KUR’AN-I KERİM’DE SAHABE’NİN AHLAKI
Kalbi olan ve onların hakkındaki şehadeti işiten, Muhammed sallallahu aleyhi ve sellem’in ashabının imanlarının kabul görmüş olduğundan ve Rasul sallallahu aleyhi ve sellem’in üstün ahlakına varis olduklarına, onların hidayet yıldızları ve uyulacak imamlar olduklarından şüphe etmez.
1-11- Rahmet ve Rikkat;
Allah Teala buyurur ki; “kendi aralarında merhametlidirler.”(Feth 29)
“müminlere karşı yumuşak”(Maide 54)
Böylece müminlerin tamamı, müminlere şefkat, merhamet, yumuşaklık ve sevgi göstermelidirler.
Onlardan her biri, kardeşine tevazu kanadını indirmeli, ona güler yüz göstermelidir. Bu sıfat, sahabe toplumunun birbirlerine kenetli binasını, ülfet, şefkat, rahmet, incelik, yumuşak başlılık ve müminlere tevazu kanatlarını indirmek hasletleriyle tamamlayan büyük bir ahlaktır.
Rasulullah sallallahu aleyhi ve sellem buyurur ki; “Merhametleri, sevgileri ve şefkatleri hususunda müminlerin misali, tek bir bedenin misali gibidir ki, bu bedenin bir uzvu şikayetçi olsa bedenin diğer azaları, ateş ve uykusuzluk ile ona destek olur.”
Hafız (İbni Hacer) Fethul Bari(10/439)’da der ki; “İbni Ebi Cemre , şöyle dedi; “Onlar, merhamet, sevgi ve şefkati ortaya çıkarmışlardır. Bu kelimelerin manaları yakın olsa da, aralarında latif bir fark vardır;
Merhamet ile kastedilen, birbirlerine sadece iman kardeşlikleri sebebiyle merhamet göstermeleridir.

::::::::::

> _Verilen görev_
Sahabenin ahlakını anlatan metni son cümlenin ardından sürdürün.

> _Verilen veriler_
::::::::::

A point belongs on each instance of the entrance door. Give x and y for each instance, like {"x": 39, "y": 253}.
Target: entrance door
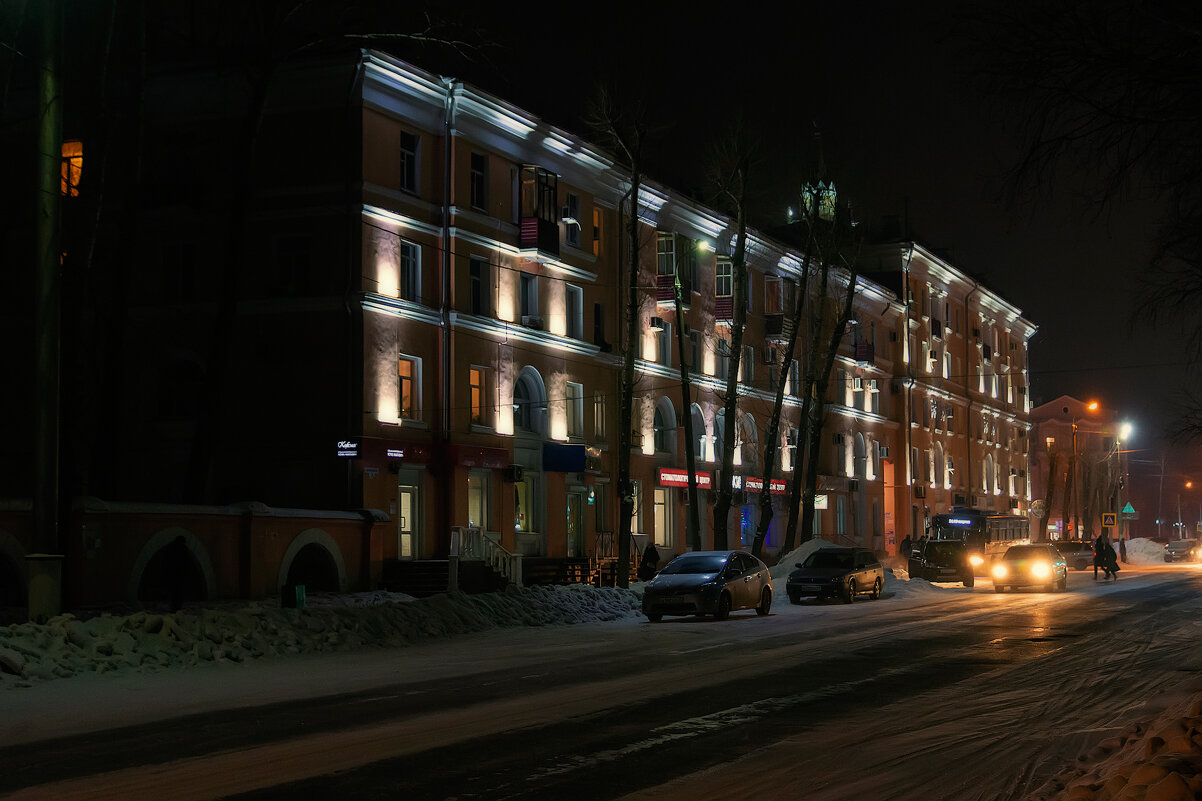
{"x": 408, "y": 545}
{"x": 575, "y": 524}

::::::::::

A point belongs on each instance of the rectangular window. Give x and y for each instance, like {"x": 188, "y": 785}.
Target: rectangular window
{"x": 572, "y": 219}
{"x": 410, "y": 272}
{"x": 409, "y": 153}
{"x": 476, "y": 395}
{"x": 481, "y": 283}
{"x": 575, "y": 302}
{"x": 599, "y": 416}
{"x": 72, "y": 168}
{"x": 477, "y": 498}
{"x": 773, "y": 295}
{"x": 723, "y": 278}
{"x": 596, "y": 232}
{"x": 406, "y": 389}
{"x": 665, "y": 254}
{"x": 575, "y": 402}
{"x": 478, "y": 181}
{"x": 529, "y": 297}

::::::::::

> _Aşağıdaki yanıt_
Sevgi ile kastedilen, ziyaretleşme, hediyeleşme gibi muhabbeti artıran sebeplere sarılmaktır.
Şefkate gelince, birbirlerine yardımcı ve destek olmalarıdır.”
Derim ki, sevgi, merhamet sebebidir ve şefkat merhametten meydana gelir. Bunun için Rasulullah sallallahu aleyhi ve sellem merhametin sebebini ve sonucunu zikretmiştir. Bunda da Rasulullah sallallahu aleyhi ve sellem’e verilen fesahat, belagat ve az kelime ile çok şey anlatma özelliğine delil vardır. Rasulullah sallallahu aleyhi ve sellem Rabbani İman Toplumunu, tek bir bedene benzetmiştir. bu Müslümanlar arasındaki bağların kuvvetini ve müminlerin sağlam kardeşliğini gösterir.
2-11- Kafirlere Karşı Sertlik;
Allah Teala buyuruyor ki; “Kafirlere karşı çok çetindirler.”(Feth 29)
“Kâfirlere karşı da onurlu ve şiddetlidirler” (Maide 54)
“Ey iman edenler, önce yakın çevrenizdeki kâfirlerle savaşın ki, sizde bir güç ve kuvvet olduğunu görsünler. Ve iyi bilin ki, Allah müttakilerle beraberdir.”(Tevbe 123)
Müslüman, kafirlere karşı izzetli olur, din düşmanlarına karşı sert davranır.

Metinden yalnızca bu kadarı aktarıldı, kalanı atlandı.